*Goal of the exercise*
Copy every line of the listing below unchanged, omitting the pictures.

*Data to use*
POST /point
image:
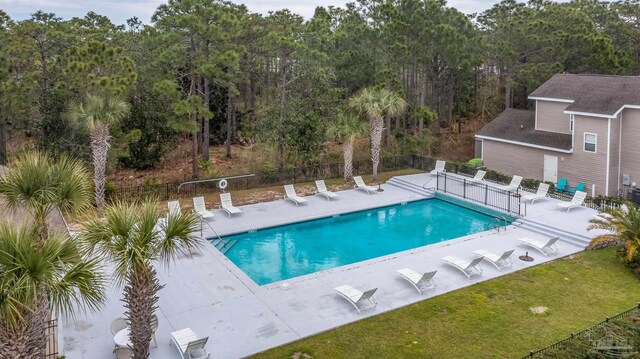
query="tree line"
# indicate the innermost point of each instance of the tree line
(216, 73)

*Correct answer*
POST /point
image:
query="tree line"
# indicate the innermost point of each instance of the tree line
(216, 73)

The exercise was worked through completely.